Output the lines of the records below without any change, starting with the line that contains "Look at the photo above. For each instance of the asphalt" and continuing through the end of the records.

[Rows from a pointing dataset]
__________________________________________________

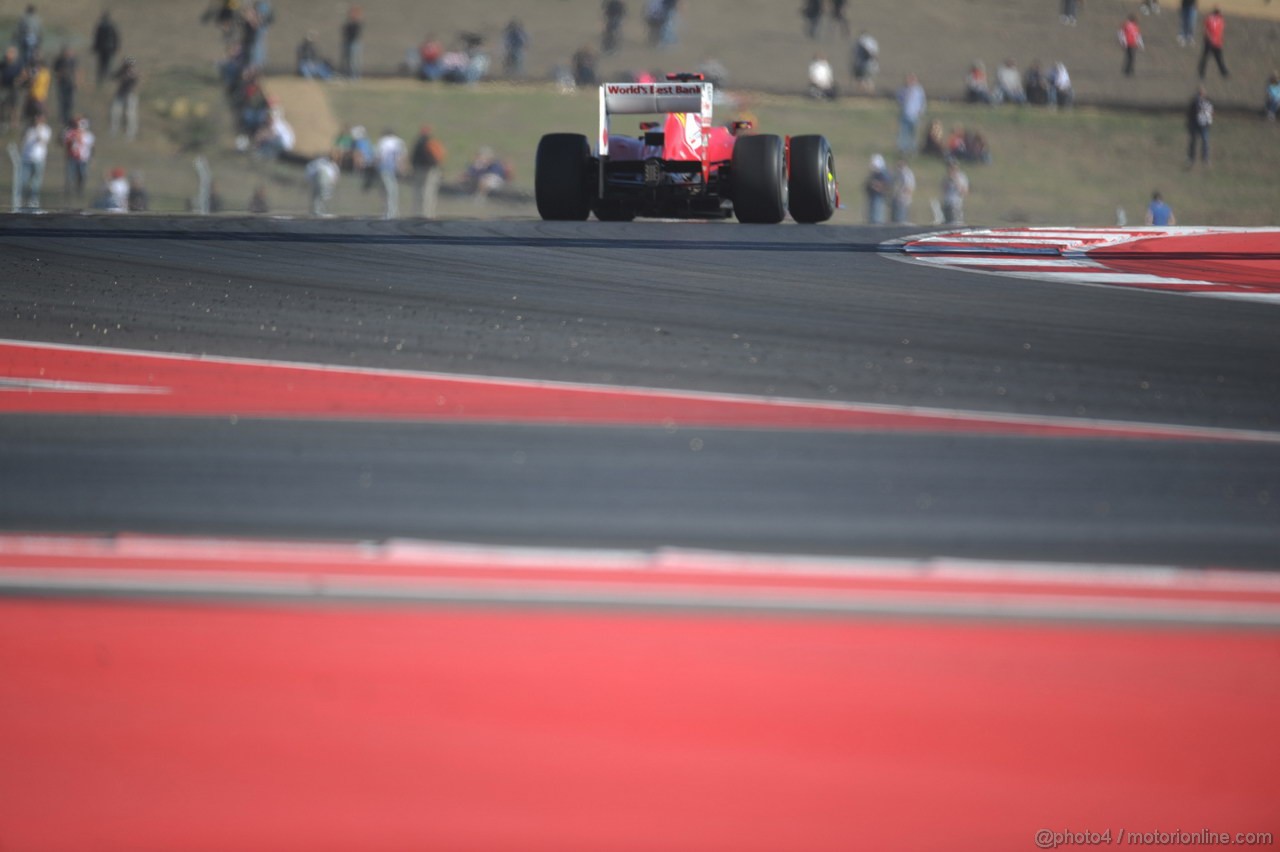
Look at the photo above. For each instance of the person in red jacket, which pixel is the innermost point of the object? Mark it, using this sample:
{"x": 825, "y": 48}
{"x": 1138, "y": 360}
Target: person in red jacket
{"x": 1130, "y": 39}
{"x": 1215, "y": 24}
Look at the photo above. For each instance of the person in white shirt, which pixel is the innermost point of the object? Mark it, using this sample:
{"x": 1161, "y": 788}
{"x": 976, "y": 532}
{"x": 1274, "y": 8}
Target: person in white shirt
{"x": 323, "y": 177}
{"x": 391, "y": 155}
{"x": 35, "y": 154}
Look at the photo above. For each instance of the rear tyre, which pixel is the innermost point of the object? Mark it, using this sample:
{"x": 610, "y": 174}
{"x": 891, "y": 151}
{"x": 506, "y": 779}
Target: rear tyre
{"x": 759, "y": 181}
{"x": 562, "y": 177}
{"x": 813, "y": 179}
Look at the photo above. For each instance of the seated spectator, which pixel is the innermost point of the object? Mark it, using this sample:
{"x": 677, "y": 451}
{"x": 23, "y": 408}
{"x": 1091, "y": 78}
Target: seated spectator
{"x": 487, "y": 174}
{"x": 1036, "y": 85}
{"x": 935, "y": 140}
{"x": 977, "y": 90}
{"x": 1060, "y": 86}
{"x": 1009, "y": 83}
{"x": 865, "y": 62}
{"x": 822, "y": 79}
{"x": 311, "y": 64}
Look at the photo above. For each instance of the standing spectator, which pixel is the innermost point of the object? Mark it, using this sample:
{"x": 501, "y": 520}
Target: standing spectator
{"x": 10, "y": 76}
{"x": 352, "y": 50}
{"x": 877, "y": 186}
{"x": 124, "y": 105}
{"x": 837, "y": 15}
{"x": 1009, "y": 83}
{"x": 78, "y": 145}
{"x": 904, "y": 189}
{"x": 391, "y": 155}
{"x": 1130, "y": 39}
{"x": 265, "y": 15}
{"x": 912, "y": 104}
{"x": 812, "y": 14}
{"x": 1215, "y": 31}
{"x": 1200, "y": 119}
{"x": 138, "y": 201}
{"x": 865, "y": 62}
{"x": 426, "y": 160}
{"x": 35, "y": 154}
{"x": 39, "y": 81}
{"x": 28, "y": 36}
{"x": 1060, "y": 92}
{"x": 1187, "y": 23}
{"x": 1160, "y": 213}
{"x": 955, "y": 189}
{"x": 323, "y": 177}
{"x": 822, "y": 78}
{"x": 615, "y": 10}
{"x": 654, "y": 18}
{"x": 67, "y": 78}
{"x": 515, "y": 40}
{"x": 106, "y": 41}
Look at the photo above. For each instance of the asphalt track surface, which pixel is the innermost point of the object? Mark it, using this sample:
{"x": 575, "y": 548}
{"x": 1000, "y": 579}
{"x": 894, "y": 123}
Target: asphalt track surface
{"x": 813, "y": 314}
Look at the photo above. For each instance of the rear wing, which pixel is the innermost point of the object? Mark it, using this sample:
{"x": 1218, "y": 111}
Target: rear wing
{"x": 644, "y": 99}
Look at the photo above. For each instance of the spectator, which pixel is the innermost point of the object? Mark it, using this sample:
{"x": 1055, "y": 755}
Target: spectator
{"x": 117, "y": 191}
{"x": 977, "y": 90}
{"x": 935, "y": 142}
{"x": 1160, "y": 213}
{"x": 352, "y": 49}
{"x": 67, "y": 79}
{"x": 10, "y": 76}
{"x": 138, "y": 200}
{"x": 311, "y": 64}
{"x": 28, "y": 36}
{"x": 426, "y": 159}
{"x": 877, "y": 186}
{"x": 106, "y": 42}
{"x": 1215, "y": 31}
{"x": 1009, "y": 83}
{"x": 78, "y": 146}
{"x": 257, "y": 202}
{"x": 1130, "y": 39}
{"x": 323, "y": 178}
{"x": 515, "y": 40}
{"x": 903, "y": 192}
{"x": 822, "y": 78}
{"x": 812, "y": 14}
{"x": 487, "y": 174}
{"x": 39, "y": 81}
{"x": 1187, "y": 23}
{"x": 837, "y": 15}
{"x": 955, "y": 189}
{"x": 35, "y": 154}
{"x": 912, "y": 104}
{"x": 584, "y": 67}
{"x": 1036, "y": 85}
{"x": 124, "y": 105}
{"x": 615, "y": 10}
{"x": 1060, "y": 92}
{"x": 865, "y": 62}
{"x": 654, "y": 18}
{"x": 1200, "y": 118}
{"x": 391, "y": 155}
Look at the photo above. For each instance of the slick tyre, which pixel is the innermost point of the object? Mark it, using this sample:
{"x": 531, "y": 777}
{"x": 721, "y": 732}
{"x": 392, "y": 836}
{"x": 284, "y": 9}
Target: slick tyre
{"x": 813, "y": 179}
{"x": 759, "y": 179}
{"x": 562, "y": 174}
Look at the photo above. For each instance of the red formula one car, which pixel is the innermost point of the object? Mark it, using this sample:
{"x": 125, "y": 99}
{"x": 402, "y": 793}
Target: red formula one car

__________________________________________________

## Response to this task
Look at the photo above. For each instance of the asphalt track surface, which pixel is the innermost point of the object? Mark it, using this sample:
{"x": 575, "y": 548}
{"x": 1000, "y": 579}
{"x": 894, "y": 123}
Target: asphalt track surface
{"x": 813, "y": 314}
Look at the photo above. For each instance of the rear wing, which pixel is the innermost point of the object? Mark it, using this sample:
{"x": 1218, "y": 111}
Target: rear wing
{"x": 644, "y": 99}
Look at the photo above. For each instance of the spectator, which pixel is the innermost point of the object? Mark it, using this sample:
{"x": 1055, "y": 755}
Target: spectator
{"x": 117, "y": 191}
{"x": 977, "y": 90}
{"x": 935, "y": 142}
{"x": 1160, "y": 213}
{"x": 352, "y": 49}
{"x": 67, "y": 79}
{"x": 10, "y": 76}
{"x": 138, "y": 200}
{"x": 311, "y": 64}
{"x": 28, "y": 36}
{"x": 426, "y": 159}
{"x": 877, "y": 186}
{"x": 106, "y": 42}
{"x": 1215, "y": 31}
{"x": 1009, "y": 83}
{"x": 78, "y": 146}
{"x": 257, "y": 202}
{"x": 1130, "y": 39}
{"x": 323, "y": 178}
{"x": 515, "y": 40}
{"x": 903, "y": 192}
{"x": 822, "y": 78}
{"x": 812, "y": 14}
{"x": 487, "y": 174}
{"x": 39, "y": 81}
{"x": 1187, "y": 23}
{"x": 837, "y": 15}
{"x": 955, "y": 189}
{"x": 35, "y": 154}
{"x": 912, "y": 104}
{"x": 584, "y": 67}
{"x": 1036, "y": 85}
{"x": 124, "y": 105}
{"x": 615, "y": 10}
{"x": 1060, "y": 92}
{"x": 865, "y": 62}
{"x": 654, "y": 18}
{"x": 1200, "y": 118}
{"x": 391, "y": 155}
Look at the photo above. For each instance of the slick tyre, which pixel is the innermost point of the object? Mark it, using this sample:
{"x": 531, "y": 777}
{"x": 721, "y": 732}
{"x": 392, "y": 836}
{"x": 284, "y": 9}
Target: slick tyre
{"x": 813, "y": 179}
{"x": 759, "y": 179}
{"x": 562, "y": 174}
Look at the photo above. For each instance of the red formula one car, which pixel is the innermost point of the object? Mark it, using this sample:
{"x": 125, "y": 99}
{"x": 402, "y": 793}
Target: red formula one car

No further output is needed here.